* EXCERPTED TEXT
>> START

The following information is to provide a basic understanding of the various aspects of divorce in the State of Arkansas.

You can get more specific information regarding Arkansas divorce laws using the links provided to Arkansas divorce laws or at your local library.

This information is provided for informational purposes only and does not constitute legal advice. Before taking any action you should seek the advice of an attorney familiar with the laws in the state in which you will be seeking a divorce.

Every effort has been made to assure that the information contained in these pages is accurate however, due to the ever changing nature of the law some material may be outdated or may no longer apply.

Arkansas Divorce Resources

Residency Requirements 60 days
Where to File The county in which the plaintiff resides
Grounds for Divorce The circuit court shall have power to dissolve and set aside a marriage contract, not only from bed and board, but from the bonds of matrimony, for the following causes:
  • Where either party, at the time of the contract, was and still is impotent;
  • Where either party shall be convicted of a felony or other infamous crime;
  • Where either party shall be addicted to habitual drunkenness for one (1) year, shall be guilty of such cruel and barbarous treatment as to endanger the life of the other, or shall offer such indignities to the person of the other as shall render his or her condition intolerable;
  • Where either party shall have committed adultery subsequent to the marriage;
  • Where husband and wife have lived separate and apart from each other for eighteen (18) continuous months without cohabitation, the court shall grant an absolute decree of divorce at the suit of either party, whether the separation was the voluntary act of one party or by the mutual consent of both parties or due to the fault of either party or both parties;
  • In all cases where a husband and wife have lived separate and apart for three (3) consecutive years without cohabitation by reason of the incurable insanity of one of them, the court shall grant a decree of absolute divorce upon the petition of the sane spouse if the proof shows that the insane spouse has been committed to an institution for the care and treatment of the insane for three (3) or more years prior to the filing of the suit, been adjudged to be of unsound mind by a court of competent jurisdiction, and has not been discharged from such adjudication by such court and the proof of insanity is supported by the evidence of two (2) reputable physicians familiar with the mental condition of the spouse, one of whom shall be a regularly practicing physician in the community wherein such spouse resided and, where the insane spouse has been confined in an institution for the care and treatment of the insane, that the proof in the case is supported by the evidence of the superintendent or one (1) of the physicians of the institution wherein the insane spouse has been confined;
  • Where either spouse legally obligated to support the other, and having the ability to provide the other with the common necessaries of life, willfully fails to do so.

>> END

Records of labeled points
>> START

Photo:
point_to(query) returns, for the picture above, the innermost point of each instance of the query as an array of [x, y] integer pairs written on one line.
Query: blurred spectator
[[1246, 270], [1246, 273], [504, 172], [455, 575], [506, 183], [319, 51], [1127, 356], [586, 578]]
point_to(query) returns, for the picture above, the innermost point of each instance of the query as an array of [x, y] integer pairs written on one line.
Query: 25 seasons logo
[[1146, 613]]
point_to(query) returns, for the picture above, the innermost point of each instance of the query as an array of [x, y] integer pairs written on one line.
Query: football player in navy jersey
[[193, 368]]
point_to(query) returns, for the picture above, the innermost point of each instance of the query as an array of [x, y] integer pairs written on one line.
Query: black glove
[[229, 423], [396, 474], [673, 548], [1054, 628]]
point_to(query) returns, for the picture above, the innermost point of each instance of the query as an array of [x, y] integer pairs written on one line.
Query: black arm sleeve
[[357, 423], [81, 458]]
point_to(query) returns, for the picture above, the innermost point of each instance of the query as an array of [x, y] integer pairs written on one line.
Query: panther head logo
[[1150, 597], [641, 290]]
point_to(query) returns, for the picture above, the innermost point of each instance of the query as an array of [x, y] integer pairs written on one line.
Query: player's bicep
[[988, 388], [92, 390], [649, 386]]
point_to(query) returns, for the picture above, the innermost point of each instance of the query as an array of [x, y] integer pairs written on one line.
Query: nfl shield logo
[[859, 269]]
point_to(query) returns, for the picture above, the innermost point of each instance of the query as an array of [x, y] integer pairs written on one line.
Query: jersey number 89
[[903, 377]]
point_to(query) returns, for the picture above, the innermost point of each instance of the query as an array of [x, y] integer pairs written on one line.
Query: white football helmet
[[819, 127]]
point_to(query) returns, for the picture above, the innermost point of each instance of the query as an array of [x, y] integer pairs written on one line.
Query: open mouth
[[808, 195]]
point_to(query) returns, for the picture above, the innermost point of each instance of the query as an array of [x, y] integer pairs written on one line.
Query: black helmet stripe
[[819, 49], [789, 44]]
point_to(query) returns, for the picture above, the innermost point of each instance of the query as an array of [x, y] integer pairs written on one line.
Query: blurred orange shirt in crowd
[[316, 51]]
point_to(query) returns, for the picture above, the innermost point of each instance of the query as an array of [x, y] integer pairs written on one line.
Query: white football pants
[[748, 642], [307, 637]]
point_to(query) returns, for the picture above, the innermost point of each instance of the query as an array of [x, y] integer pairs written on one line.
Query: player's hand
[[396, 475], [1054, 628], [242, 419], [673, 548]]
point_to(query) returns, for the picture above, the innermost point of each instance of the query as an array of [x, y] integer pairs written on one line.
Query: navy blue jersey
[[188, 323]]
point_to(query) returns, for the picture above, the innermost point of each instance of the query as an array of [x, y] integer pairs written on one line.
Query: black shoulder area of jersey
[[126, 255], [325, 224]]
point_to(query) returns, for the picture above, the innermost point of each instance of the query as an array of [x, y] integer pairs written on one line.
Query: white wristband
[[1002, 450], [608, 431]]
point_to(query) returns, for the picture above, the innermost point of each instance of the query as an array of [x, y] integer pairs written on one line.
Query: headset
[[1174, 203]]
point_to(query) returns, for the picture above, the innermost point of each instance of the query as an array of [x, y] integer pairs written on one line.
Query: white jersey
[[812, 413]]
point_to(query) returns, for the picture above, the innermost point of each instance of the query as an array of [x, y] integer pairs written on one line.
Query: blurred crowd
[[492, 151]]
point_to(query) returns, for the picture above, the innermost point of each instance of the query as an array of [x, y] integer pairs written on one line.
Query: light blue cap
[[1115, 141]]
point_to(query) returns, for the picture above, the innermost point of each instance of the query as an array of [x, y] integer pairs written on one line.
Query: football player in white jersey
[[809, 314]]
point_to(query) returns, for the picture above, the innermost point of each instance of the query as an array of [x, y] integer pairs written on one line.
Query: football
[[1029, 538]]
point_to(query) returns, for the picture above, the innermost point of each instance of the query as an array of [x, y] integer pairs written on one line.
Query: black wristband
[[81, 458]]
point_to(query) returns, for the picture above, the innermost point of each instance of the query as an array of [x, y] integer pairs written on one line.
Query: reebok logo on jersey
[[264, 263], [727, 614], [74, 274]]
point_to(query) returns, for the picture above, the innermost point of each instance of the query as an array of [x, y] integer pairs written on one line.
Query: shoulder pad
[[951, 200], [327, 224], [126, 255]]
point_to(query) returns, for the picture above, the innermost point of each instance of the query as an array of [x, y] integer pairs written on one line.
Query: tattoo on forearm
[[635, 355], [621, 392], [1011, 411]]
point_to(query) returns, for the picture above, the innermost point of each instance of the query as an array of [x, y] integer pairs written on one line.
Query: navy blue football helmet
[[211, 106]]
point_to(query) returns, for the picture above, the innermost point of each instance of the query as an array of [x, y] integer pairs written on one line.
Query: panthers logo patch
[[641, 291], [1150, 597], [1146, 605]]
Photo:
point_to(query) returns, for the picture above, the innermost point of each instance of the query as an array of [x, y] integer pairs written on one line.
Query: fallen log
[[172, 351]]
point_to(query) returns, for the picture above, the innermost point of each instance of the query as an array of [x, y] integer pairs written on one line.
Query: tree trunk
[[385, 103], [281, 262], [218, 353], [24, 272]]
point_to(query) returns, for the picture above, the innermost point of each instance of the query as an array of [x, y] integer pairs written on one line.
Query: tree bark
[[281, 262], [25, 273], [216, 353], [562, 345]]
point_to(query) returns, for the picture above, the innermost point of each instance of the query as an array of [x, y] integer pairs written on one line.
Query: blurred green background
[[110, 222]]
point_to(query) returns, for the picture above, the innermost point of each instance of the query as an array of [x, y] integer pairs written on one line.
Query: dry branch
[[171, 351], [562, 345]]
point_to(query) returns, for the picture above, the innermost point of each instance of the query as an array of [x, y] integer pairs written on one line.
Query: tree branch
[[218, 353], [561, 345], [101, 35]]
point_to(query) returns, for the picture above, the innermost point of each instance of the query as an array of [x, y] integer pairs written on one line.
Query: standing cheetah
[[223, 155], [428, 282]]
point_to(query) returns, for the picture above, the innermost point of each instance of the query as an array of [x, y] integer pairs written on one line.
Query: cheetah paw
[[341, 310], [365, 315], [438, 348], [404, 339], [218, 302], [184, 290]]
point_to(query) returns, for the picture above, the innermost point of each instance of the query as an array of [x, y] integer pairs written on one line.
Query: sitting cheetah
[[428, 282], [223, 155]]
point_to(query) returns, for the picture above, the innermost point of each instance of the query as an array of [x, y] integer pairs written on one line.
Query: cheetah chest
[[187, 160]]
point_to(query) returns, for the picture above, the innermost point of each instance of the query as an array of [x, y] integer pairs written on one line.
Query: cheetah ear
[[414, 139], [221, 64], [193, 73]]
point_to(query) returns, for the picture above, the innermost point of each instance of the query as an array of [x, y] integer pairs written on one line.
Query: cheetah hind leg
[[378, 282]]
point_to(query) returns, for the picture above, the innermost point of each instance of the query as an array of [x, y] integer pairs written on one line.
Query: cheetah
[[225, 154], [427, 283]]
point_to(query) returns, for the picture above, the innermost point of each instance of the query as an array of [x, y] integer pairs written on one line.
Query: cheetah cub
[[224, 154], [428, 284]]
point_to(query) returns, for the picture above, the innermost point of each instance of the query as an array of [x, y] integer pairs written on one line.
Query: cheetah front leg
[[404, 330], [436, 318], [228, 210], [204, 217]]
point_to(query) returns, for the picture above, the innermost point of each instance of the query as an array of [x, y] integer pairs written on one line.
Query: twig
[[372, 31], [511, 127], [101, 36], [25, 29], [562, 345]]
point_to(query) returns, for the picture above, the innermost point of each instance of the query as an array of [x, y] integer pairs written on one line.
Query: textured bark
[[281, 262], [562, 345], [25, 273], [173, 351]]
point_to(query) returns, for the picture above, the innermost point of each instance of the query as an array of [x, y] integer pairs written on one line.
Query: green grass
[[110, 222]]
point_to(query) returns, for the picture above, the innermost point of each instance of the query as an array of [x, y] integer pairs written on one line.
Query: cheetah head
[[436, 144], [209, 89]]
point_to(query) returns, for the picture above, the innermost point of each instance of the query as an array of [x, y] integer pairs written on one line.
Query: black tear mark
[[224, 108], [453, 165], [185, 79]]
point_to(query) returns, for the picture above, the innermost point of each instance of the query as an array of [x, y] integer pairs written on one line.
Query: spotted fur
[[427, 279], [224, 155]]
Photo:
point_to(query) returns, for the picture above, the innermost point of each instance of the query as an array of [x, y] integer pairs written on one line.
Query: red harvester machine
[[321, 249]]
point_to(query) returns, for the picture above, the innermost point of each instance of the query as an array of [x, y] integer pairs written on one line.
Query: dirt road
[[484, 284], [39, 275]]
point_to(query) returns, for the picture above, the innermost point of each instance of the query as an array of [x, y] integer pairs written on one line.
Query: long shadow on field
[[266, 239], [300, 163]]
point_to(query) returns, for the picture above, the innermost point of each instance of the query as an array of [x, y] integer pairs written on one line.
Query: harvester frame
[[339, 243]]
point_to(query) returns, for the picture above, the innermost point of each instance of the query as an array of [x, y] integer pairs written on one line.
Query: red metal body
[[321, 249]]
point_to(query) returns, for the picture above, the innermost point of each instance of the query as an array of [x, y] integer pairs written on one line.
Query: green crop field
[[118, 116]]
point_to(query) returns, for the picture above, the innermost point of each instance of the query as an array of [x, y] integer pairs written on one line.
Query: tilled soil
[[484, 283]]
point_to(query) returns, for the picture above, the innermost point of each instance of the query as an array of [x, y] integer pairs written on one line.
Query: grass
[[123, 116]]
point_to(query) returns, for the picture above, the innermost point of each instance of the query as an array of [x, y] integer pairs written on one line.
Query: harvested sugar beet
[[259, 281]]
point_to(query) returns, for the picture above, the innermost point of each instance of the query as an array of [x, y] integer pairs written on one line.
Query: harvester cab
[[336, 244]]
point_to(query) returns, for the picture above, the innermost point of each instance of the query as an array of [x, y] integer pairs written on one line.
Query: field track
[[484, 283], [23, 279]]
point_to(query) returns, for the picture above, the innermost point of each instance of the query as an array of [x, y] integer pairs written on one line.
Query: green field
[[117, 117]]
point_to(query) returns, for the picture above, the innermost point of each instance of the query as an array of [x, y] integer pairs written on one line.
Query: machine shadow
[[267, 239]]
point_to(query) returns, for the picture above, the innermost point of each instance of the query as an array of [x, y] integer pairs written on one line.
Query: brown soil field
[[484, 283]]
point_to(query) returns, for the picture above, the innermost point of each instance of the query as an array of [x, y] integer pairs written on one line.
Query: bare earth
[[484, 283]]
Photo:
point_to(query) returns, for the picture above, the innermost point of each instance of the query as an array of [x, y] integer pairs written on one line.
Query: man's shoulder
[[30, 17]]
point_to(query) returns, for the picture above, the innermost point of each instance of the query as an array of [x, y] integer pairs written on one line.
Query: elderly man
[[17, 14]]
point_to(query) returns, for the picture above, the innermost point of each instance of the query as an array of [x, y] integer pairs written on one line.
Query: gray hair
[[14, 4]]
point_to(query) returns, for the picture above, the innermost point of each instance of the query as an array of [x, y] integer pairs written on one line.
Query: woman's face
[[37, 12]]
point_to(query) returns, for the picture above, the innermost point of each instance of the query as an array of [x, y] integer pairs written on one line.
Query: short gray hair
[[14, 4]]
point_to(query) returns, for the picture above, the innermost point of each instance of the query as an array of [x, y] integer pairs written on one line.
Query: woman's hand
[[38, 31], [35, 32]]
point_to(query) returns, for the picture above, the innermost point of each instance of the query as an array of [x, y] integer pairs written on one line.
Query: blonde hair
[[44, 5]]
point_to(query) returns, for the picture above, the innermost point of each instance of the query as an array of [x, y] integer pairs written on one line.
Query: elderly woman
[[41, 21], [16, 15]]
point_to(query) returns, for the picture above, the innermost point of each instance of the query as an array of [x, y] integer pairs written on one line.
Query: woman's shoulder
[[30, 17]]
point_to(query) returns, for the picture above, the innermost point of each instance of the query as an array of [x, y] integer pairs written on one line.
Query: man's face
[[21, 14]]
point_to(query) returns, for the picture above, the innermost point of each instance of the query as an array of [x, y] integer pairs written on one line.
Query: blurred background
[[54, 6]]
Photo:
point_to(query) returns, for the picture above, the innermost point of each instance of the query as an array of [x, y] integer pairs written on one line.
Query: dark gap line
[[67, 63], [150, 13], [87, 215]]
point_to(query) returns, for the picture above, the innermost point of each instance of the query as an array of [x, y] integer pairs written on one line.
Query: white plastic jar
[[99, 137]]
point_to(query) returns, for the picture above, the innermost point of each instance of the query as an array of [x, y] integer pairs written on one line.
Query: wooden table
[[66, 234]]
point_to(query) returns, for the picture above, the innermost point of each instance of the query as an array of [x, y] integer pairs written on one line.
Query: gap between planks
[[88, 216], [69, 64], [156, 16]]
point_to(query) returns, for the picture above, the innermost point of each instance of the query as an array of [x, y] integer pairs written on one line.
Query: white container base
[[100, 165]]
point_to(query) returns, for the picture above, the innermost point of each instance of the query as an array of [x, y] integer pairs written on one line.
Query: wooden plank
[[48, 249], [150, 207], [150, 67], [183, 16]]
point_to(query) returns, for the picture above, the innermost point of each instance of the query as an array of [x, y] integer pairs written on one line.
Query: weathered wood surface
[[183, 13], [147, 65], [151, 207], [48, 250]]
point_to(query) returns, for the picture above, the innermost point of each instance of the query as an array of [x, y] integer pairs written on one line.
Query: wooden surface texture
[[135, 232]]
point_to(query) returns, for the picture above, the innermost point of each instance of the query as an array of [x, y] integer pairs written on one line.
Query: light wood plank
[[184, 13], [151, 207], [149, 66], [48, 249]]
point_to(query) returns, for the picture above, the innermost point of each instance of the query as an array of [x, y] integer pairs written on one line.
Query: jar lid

>> END

* SET EXERCISE A
Gather each line of the records that contains the word "gray" and copy those lines out.
* SET EXERCISE B
Proceed with the Arkansas divorce information above, picking up right after its last sentence.

* RESULT A
Query: gray hair
Query: short gray hair

* RESULT B
Voluntary or required mediation No
Voluntary or recommended CounselingYes
Property Distribution All marital property shall be distributed one-half (1/2) to each party unless the court finds such a division to be inequitable. In that event the court shall make some other division that the court deems equitable taking into consideration:
  • The length of the marriage;
  • Age, health, and station in life of the parties;
  • Occupation of the parties;
  • Amount and sources of income;
  • Vocational skills;
  • Employability;
  • Estate, liabilities, and needs of each party and opportunity of each for further acquisition of capital assets and income;
  • Contribution of each party in acquisition, preservation, or appreciation of marital property, including services as a homemaker;
  • The federal income tax consequences of the court's division of property
When property is divided pursuant to the foregoing considerations the court must state its basis and reasons for not dividing the marital property equally between the parties, and the basis and reasons should be recited in the order entered in the matter.
All other property shall be returned to the party who owned it prior to the marriage unless the court shall make some other division that the court deems equitable taking into consideration those factors enumerated in subdivision (a)(1) of this section, in which event the court must state in writing its basis and reasons for not returning the property to the party who owned it at the time of the marriage
Child Custody The courts award what is in the best interest of the child.
The following factors are generally considered:
  • The situations of both parents and child
  • The nature of the divorce
Uniform Child Custody Act: 1979
Is Joint Custody awarded? When in the best interests of a child, custody shall be awarded in such a way so as to assure the frequent and continuing contact of the child with both parents. To this effect, the circuit court may consider awarding joint custody of a child to the parents in making an order for custody
Do Grandparents Have the Right to Visitation? YES
Are Child's Wishes Considered? NO
Child Support Either parent may be ordered to provide support. The payments may paid directly to an appointed court employee, or through the state enforcement agency. There are specific child support guidelines for the state although deviation from the guidelines is permitted under certain circumstances. The following factors are generally considered: a child's need for contact with both parents, the joint responsibilities for the welfare of the child, the financial resources, cost of day care, and the standard of living the child would have otherwise enjoyed had not the divorce taken place.
Spousal Support Support may be granted to either spouse to be paid in installments for a specific amount of time. The time is subject to change under circumstances, like re-marriage or death.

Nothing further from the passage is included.